### Stated task
Update the stretch of the listing from the line containing "Objective — for every instance of the gray window" through the line containing "[[76, 59], [813, 124], [278, 78], [481, 95], [673, 114]]" by replacing "window shade" with "window blind", leaving everything else unchanged. Return only those lines.

### Material to process
╭──

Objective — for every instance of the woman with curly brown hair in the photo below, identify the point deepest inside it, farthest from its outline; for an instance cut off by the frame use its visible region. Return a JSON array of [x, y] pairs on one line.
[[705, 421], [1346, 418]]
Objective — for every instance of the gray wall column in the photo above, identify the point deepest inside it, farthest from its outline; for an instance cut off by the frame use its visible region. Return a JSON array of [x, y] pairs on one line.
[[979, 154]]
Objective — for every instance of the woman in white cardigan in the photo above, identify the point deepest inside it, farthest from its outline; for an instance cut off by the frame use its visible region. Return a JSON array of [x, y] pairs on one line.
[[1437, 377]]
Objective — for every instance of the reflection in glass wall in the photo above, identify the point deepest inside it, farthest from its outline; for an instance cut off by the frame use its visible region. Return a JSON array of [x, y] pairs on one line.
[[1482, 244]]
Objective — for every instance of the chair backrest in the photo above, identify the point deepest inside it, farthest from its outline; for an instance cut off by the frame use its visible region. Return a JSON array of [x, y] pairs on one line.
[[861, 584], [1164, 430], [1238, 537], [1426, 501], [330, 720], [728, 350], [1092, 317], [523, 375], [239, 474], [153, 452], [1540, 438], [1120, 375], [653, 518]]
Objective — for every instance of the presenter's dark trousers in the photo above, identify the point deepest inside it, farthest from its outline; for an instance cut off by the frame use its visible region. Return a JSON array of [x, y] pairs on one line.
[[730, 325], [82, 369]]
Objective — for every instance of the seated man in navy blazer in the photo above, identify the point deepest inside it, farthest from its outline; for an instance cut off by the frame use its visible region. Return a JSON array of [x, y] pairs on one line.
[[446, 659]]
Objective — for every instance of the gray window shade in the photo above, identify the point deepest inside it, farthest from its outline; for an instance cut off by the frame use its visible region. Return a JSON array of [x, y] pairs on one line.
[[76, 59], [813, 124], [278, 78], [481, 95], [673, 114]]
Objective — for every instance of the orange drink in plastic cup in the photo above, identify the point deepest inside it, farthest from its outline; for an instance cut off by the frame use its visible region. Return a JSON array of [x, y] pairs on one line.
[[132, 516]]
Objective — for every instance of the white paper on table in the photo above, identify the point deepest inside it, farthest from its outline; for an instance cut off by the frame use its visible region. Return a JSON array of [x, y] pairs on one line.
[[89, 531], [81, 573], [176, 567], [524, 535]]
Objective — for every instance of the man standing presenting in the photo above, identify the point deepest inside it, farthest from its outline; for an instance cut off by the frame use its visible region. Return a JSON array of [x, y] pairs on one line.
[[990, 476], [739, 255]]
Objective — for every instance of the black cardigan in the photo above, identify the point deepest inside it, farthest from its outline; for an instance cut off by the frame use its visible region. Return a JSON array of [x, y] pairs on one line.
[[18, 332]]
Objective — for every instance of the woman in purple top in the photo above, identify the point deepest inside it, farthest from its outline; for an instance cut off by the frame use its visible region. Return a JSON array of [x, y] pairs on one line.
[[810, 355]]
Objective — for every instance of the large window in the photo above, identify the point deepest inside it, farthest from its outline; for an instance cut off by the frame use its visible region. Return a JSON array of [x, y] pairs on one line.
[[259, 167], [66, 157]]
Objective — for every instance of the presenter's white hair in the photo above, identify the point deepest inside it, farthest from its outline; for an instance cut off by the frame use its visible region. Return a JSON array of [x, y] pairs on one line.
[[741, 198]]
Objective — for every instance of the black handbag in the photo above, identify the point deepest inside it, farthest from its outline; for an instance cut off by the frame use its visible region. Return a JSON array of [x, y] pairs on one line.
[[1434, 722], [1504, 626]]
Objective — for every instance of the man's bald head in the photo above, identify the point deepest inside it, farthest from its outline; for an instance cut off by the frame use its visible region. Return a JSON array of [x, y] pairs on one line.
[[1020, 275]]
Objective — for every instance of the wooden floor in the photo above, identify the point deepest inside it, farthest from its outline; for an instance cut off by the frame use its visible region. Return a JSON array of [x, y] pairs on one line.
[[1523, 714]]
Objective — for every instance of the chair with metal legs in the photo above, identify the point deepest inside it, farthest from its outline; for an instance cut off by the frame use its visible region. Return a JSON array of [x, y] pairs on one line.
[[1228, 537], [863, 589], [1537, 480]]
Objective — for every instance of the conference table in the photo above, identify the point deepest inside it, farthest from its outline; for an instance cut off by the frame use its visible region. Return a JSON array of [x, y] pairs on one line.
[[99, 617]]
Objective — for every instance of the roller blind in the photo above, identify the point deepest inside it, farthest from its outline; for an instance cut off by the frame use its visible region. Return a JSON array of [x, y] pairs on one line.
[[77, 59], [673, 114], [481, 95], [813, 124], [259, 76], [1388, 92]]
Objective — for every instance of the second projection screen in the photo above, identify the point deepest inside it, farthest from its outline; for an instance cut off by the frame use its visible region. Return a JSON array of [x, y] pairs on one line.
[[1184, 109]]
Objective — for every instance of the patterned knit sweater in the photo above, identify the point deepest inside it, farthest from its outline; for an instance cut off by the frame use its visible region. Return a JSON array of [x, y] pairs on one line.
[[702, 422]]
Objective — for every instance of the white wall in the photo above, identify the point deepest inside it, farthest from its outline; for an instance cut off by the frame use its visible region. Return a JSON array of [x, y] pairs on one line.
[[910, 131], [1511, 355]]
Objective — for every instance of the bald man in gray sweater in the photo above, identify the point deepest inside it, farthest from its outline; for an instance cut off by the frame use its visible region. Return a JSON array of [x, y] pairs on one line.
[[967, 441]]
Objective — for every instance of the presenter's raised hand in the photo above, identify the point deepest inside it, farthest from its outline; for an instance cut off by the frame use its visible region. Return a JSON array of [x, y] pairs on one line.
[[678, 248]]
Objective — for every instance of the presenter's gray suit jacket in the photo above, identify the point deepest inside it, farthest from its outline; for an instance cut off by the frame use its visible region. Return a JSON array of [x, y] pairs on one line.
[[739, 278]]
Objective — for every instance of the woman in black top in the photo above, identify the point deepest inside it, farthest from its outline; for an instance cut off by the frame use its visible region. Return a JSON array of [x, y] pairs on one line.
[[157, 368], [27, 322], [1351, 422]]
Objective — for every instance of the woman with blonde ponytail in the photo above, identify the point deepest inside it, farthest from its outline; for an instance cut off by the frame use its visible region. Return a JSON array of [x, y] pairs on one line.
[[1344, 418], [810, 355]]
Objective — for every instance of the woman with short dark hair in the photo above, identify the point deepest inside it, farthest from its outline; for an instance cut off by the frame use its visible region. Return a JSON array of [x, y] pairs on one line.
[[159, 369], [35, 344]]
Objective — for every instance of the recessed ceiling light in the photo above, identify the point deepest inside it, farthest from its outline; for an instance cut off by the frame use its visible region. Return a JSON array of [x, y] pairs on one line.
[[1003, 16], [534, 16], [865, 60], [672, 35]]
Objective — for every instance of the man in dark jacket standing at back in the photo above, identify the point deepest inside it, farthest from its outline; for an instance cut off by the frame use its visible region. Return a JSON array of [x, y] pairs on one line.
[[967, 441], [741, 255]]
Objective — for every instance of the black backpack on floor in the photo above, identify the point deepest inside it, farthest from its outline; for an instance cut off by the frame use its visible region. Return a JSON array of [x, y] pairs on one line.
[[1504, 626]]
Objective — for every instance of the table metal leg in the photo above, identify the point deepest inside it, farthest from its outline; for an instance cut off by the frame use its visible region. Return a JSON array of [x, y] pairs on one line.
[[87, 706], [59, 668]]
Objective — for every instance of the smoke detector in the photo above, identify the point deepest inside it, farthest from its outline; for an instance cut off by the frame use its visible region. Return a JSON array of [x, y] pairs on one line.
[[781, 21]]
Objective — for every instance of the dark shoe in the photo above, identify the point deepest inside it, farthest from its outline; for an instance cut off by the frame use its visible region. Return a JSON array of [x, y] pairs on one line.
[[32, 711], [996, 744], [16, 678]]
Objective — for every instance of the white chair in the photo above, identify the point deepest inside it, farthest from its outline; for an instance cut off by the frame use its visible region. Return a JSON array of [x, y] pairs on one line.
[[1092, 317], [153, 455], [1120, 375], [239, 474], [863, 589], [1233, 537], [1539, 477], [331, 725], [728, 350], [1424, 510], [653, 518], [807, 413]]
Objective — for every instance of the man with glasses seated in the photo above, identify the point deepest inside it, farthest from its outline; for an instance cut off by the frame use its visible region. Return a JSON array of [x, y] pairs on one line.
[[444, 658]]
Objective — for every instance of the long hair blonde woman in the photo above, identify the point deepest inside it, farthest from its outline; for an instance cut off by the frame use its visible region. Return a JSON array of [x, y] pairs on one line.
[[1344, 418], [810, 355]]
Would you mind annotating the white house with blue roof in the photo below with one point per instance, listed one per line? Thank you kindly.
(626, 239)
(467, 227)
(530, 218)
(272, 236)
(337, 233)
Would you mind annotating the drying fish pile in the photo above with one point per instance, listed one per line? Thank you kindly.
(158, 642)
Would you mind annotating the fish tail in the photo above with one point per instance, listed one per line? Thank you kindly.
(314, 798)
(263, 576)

╰──

### In response
Objective — for every instance of the gray window blind in the photo above, identify the point deepest inside it, farthest from its outline; for an instance cut off by the frame use its visible region. Return a JSON array of [x, y] pairs on one line.
[[76, 59], [813, 124], [278, 78], [481, 95], [673, 114]]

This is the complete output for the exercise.